[Excerpts from a dataset on pointing at objects]
————————
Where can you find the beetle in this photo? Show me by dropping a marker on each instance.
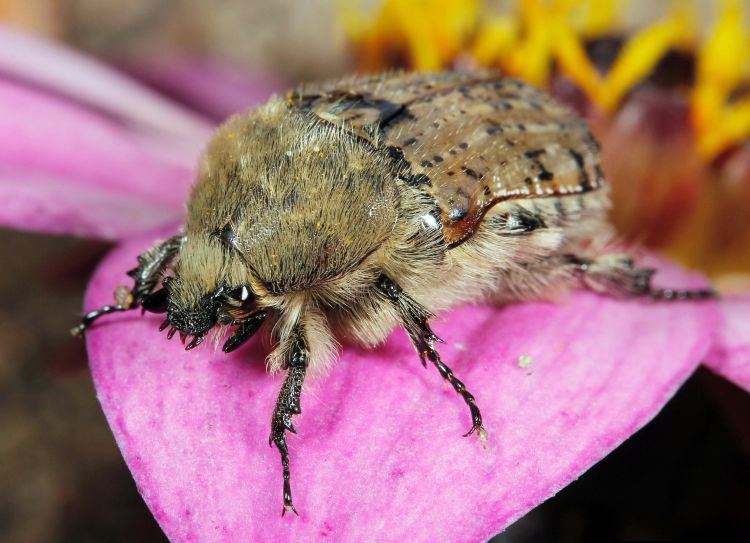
(350, 207)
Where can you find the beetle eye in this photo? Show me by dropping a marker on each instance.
(240, 294)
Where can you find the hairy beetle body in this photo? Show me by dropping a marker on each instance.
(348, 208)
————————
## GOAL OF THE EXERCISE
Please copy all of the records above word for word, leaving out the pictures.

## SOLUTION FOR THIS PROBLEM
Where can you find the beetle in this photo? Show me by dropping a marker on each instance.
(350, 207)
Where can you find the beetle eye in this photo? Show me by dropping a marker on each instance.
(240, 294)
Where can you find the hairy beetle body in this photo? Show me by dropping a marker on each instance.
(348, 208)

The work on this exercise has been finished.